### REQUIREMENT A
According to the transcript, what does Alissa manage?

::: TEXT EXCERPT

Posted: 08/07/22 10:04
by bunniefuu
And I'll have 2.

Your bet, d*ck.

Oh. Oh...

oh, my word. I've never
seen so many kings.

Well, So, uh...

how many of these
am I gonna bet?

Why not all of them?

You think he's bluffing?

Well, yeah. Oh, no, no, no.

I've got hot cards. You
should all fold because...

you're never gonna
beat my superior hand.

I... I tell you, I've got kings.

I'm in. Yeah, me too.

Oh, damn! I fold.

All right. Tommy, whatcha got?
2 pair.

Sorry, won't beat 3 Jacks.

Oh! Read 'em and weep.
7, 3, 2, Jack...

5.

I win. All right,

one more hand, then I gotta go.

Where you goin'? Oh,
you know how Alissa

manages that pretzel
place at the mall?

She got me a job there.

You're getting paid

to hang out with
your girlfriend?

What a country.

Oh, oh-ho, oh, oh...

what a terrible hand.

What a sad assortment
of mismatched squat.

I'm out. Yeah. Me, too.

Oh, damn!

This is a disgrace!

Who does Chancellor
Duncan think he is?

Look at my face. White-hot rage.

Good morning, Mary. Judith.
Strudwick.

d*ck...

did you see this memo
from the new Chancellor?

He's... he's cut everything.

Tenure, gone.

Women's field hockey, gone.

Look at this, my
research budget.

He's cut it to nothing.
All my work.

Oh, Mary, this is awful.

Why would he do this to you?

I mean, I could understand
Judith or strudwick,

but... but you.

::::::
::: DATA ROWS

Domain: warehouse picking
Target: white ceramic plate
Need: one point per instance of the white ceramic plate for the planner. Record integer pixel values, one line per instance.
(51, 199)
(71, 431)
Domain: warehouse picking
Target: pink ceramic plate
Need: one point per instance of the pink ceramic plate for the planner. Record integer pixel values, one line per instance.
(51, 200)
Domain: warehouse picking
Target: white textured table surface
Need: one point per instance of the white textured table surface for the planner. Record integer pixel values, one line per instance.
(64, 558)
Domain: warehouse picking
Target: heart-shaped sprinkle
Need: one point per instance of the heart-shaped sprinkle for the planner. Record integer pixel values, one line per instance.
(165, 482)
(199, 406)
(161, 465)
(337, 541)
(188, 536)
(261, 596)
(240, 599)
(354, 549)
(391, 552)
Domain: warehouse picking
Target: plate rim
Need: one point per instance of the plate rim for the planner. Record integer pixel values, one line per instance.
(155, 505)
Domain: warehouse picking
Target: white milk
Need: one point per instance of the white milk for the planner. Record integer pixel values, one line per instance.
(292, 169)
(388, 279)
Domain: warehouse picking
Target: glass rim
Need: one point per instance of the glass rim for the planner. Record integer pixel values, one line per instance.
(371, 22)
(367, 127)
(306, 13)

::::::

### REQUIREMENT B
Arrange every line of the dataset entries above as a Markdown table with the columns "No." and "Entry line", skipping blank lines.

### COMPLETE RESPONSE A
A pretzel place at the mall.

### COMPLETE RESPONSE B
| No. | Entry line |
|---|---|
| 1 | Domain: warehouse picking |
| 2 | Target: white ceramic plate |
| 3 | Need: one point per instance of the white ceramic plate for the planner. Record integer pixel values, one line per instance. |
| 4 | (51, 199) |
| 5 | (71, 431) |
| 6 | Domain: warehouse picking |
| 7 | Target: pink ceramic plate |
| 8 | Need: one point per instance of the pink ceramic plate for the planner. Record integer pixel values, one line per instance. |
| 9 | (51, 200) |
| 10 | Domain: warehouse picking |
| 11 | Target: white textured table surface |
| 12 | Need: one point per instance of the white textured table surface for the planner. Record integer pixel values, one line per instance. |
| 13 | (64, 558) |
| 14 | Domain: warehouse picking |
| 15 | Target: heart-shaped sprinkle |
| 16 | Need: one point per instance of the heart-shaped sprinkle for the planner. Record integer pixel values, one line per instance. |
| 17 | (165, 482) |
| 18 | (199, 406) |
| 19 | (161, 465) |
| 20 | (337, 541) |
| 21 | (188, 536) |
| 22 | (261, 596) |
| 23 | (240, 599) |
| 24 | (354, 549) |
| 25 | (391, 552) |
| 26 | Domain: warehouse picking |
| 27 | Target: plate rim |
| 28 | Need: one point per instance of the plate rim for the planner. Record integer pixel values, one line per instance. |
| 29 | (155, 505) |
| 30 | Domain: warehouse picking |
| 31 | Target: white milk |
| 32 | Need: one point per instance of the white milk for the planner. Record integer pixel values, one line per instance. |
| 33 | (292, 169) |
| 34 | (388, 279) |
| 35 | Domain: warehouse picking |
| 36 | Target: glass rim |
| 37 | Need: one point per instance of the glass rim for the planner. Record integer pixel values, one line per instance. |
| 38 | (371, 22) |
| 39 | (367, 127) |
| 40 | (306, 13) |